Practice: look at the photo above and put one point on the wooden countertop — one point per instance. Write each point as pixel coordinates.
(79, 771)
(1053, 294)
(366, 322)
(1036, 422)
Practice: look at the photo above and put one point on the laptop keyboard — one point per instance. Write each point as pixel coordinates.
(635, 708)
■ ■ ■ ■ ■ ■ ■
Retype the material above line for line, with no changes.

Answer to this task:
Practice: look at the photo above and put one point on the wooden countertop — one point per instance. Write each point as pixel coordinates.
(79, 771)
(1053, 294)
(366, 322)
(1036, 422)
Practice: look at the photo above and put one point on the laptop keyboard — one point per instance. Write each point as pixel coordinates.
(635, 708)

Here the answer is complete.